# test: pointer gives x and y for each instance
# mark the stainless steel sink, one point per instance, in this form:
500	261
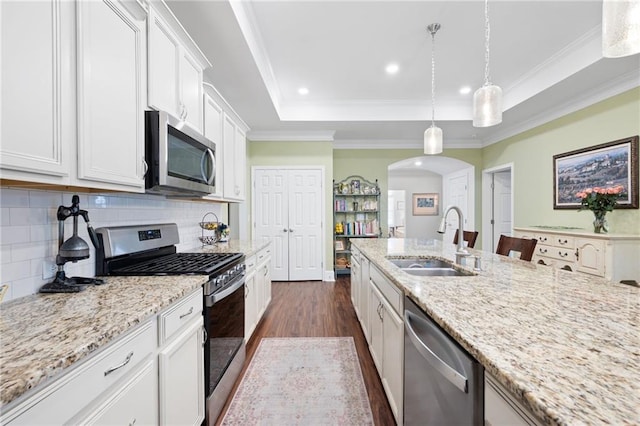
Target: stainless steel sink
418	262
428	267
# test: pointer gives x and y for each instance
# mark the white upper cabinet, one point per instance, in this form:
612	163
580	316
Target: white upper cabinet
38	88
73	90
213	122
235	160
111	94
175	68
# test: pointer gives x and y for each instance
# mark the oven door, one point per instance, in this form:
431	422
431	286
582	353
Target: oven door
225	347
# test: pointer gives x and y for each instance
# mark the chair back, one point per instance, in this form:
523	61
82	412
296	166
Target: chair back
469	236
525	246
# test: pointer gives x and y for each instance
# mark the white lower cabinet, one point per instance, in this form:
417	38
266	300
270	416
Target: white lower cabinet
257	289
133	404
250	298
611	256
134	380
501	409
181	366
387	338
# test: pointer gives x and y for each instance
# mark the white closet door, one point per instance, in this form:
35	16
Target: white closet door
271	218
288	211
305	225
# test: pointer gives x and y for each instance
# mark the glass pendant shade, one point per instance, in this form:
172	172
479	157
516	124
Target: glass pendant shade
433	140
487	106
620	28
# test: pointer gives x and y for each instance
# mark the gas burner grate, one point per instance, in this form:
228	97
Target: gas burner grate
180	264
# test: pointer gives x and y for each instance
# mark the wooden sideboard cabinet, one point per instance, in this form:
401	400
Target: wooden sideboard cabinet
611	256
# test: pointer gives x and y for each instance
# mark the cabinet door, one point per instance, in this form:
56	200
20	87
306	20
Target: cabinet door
191	93
393	359
213	122
240	163
250	305
37	86
375	322
135	403
111	60
364	297
181	369
164	63
590	256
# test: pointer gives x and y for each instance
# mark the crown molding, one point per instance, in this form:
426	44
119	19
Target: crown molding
291	136
600	93
402	144
245	15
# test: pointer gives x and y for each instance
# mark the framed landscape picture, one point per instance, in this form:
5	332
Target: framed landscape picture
425	204
609	164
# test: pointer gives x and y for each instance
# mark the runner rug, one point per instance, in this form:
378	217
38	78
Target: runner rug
302	381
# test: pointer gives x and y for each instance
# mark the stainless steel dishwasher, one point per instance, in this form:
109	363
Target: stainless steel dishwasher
443	384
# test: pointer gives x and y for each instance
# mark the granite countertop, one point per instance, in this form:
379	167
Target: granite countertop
567	345
43	334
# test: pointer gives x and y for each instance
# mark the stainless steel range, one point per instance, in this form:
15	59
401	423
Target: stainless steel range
151	250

Try it:
Write out the material exactly, excluding pictures.

Written response:
# test: pointer gives x and y for each instance
# mark the stainless steel sink, one point per instance, in this form:
500	261
Target: stainless steel sink
418	262
428	267
# test: pointer gives x and y for each instance
# mark the white upper cabinet, one point per instance, in this form:
612	163
580	316
Target: white upper cabinet
38	88
73	90
213	122
235	160
111	94
175	68
# test: pointer gives x and y for each instance
# mark the oven door, one point per instance, in this form:
431	422
431	286
582	353
Target: oven door
225	347
# test: pointer gives x and y for each instance
# mark the chair back, one point per instance, in this form:
523	61
82	412
296	166
Target: chair back
469	236
525	246
# test: pointer gives x and y for each instance
# mark the white lower cabinet, one point per instance, in this form:
417	38
266	300
270	416
Target: white lower cabinet
257	289
133	404
250	298
611	256
134	380
501	409
181	366
387	338
# test: pointer gives x and y for each instance
# mark the white closet door, one point per instance, in this form:
35	16
Target: white closet door
271	218
288	211
305	225
# test: pointer gives x and y for each instance
# mark the glass pendant shade, one point per instance, in this form:
172	172
479	157
516	124
Target: glass pendant shade
433	140
487	106
620	28
# test: pointer gives x and y for each instance
# mark the gas burner grate, one point per instance, in this form:
228	97
Target: gas burner grate
180	264
# test: pointer gives x and y for each instance
# mark the wooden sideboard cabinet, one point per instance, in this form:
401	400
Target: wooden sideboard cabinet
611	256
# test: pointer gives x and y for each instance
# mark the cabinet door, one point per instance, in this form:
56	200
20	87
306	20
Target: cabinet door
191	93
393	359
213	122
240	163
250	305
37	86
375	322
135	403
111	60
364	297
181	369
164	63
590	256
# test: pointer gives x and y for each instance
# mark the crown molding, one point per instance, in this form:
426	44
119	19
Target: crown molding
291	136
600	93
402	144
245	15
# test: pointer gives x and y for each instance
# mark the framed landscape picture, one point per instance, in this form:
5	332
Target: framed landscape picture
425	204
609	164
# test: pointer gives x and y for each instance
# mark the runner rug, one point per instance, in this form:
378	217
38	78
Target: runner rug
302	381
# test: pointer gives x and y for each instance
# mark the stainless steel dishwasher, one point per instance, in this form:
109	363
Target: stainless steel dishwasher
443	384
# test: pointer gives x and y for each instance
# mark the granite countertop, one point per instance, in this form:
379	167
Target: granite countertop
567	345
43	334
# test: pointer gives x and y for each instance
# mark the stainless steel range, one point per instance, in this form:
15	59
401	423
Target: stainless steel range
151	250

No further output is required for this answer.